Your task: Look through the data below, and copy each line that carries the word "main".

::: Records for the task :::

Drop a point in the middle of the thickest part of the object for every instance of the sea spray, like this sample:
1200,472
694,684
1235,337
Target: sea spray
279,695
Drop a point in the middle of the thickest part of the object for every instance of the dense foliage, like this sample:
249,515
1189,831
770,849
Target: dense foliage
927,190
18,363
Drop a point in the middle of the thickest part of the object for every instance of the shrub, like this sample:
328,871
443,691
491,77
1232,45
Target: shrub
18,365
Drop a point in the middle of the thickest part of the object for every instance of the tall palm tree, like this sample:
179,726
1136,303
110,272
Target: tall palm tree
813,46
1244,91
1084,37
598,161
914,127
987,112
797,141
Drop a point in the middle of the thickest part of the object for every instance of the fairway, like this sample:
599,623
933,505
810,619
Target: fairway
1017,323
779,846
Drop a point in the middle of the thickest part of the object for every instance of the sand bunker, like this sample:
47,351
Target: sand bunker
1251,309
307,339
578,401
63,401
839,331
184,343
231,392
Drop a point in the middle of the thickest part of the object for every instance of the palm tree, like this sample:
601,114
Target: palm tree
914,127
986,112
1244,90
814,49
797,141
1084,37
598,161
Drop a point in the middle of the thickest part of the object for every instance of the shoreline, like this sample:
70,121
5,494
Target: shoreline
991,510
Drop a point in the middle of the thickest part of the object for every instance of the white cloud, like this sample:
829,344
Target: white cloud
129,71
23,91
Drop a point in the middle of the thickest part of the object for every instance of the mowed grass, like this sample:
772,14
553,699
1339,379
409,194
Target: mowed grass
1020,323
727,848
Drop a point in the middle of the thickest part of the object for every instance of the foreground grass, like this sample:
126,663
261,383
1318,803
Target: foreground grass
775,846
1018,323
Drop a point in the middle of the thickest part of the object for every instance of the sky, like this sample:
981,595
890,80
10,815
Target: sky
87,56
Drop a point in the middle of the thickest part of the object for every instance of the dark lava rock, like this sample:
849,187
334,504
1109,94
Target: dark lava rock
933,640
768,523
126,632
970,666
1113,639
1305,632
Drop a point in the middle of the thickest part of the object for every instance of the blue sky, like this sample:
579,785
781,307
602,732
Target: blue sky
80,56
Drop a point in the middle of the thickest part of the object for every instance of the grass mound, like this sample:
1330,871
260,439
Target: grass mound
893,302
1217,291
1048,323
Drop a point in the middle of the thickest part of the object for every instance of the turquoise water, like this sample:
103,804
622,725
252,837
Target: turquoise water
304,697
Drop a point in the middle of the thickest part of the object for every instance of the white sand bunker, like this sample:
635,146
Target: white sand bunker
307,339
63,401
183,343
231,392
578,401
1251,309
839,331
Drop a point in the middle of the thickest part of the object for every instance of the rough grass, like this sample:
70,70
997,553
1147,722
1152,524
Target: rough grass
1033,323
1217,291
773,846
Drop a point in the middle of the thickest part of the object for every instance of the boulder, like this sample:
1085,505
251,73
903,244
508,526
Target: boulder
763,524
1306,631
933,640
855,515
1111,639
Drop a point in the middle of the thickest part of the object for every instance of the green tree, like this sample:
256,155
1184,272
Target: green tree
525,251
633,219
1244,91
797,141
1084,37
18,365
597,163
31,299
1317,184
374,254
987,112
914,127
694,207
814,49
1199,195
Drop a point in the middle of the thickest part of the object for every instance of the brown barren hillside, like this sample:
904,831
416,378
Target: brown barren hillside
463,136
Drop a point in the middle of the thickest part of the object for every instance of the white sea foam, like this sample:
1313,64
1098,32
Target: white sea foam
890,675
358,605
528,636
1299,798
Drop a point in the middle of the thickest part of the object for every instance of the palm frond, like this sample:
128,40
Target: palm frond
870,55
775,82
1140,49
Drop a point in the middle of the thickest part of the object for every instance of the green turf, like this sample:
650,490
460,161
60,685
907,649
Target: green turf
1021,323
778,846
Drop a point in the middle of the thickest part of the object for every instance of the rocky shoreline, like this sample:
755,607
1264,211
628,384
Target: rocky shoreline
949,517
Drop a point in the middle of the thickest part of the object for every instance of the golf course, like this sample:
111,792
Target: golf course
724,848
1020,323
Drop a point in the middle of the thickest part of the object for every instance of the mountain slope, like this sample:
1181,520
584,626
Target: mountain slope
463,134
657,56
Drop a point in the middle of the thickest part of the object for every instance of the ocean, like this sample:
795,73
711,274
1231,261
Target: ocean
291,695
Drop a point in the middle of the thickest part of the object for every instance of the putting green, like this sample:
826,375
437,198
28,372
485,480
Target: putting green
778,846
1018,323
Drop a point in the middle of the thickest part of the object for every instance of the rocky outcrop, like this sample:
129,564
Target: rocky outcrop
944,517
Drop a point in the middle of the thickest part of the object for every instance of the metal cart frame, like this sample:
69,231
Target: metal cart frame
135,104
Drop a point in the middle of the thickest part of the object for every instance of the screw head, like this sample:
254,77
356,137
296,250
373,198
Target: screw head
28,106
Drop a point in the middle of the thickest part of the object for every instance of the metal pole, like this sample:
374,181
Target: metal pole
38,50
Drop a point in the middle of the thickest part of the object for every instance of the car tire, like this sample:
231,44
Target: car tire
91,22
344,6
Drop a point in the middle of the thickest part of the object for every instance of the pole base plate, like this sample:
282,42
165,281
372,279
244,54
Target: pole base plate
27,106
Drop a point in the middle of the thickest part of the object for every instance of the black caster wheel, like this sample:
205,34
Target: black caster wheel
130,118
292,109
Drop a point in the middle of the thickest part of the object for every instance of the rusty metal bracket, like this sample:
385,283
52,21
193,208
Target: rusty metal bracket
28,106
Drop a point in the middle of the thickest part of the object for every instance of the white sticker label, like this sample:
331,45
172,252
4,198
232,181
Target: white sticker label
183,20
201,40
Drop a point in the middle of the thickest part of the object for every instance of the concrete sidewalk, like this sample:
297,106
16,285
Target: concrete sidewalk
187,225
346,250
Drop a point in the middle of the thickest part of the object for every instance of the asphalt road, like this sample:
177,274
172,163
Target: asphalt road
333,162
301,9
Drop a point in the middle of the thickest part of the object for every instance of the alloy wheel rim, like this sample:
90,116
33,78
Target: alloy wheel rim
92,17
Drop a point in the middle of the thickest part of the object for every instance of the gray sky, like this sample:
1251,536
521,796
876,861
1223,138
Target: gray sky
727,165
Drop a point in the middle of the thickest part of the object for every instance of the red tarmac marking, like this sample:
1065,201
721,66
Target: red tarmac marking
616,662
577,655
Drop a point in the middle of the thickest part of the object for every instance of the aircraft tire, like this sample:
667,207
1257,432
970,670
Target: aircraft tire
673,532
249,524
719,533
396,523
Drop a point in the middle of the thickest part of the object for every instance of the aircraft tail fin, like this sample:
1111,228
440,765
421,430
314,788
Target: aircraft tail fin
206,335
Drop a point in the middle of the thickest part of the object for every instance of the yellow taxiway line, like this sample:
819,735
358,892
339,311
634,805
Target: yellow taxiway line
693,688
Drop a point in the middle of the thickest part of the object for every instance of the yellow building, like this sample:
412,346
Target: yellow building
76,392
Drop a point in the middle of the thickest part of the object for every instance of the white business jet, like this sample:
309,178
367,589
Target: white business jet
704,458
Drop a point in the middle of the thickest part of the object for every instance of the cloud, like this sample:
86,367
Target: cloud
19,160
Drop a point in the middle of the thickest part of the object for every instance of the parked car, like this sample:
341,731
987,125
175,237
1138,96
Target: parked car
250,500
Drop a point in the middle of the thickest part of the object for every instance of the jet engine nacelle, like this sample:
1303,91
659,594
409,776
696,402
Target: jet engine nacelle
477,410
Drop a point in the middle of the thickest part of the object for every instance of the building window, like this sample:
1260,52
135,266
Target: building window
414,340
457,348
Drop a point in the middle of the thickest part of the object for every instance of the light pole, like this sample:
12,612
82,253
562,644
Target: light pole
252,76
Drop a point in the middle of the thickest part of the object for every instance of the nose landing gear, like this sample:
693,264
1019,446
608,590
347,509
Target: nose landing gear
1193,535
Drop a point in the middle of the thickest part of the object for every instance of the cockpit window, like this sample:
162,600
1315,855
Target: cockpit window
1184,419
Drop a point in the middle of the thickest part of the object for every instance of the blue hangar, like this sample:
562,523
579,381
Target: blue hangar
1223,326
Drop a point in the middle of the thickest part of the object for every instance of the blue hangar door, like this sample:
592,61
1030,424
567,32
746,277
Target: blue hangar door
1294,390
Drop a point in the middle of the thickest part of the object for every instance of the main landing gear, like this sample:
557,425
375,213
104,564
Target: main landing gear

:::

Task solution:
Drop a point in the middle of the thickest part of the object for every instance of the main landing gear, like this sample:
Target: main landing gear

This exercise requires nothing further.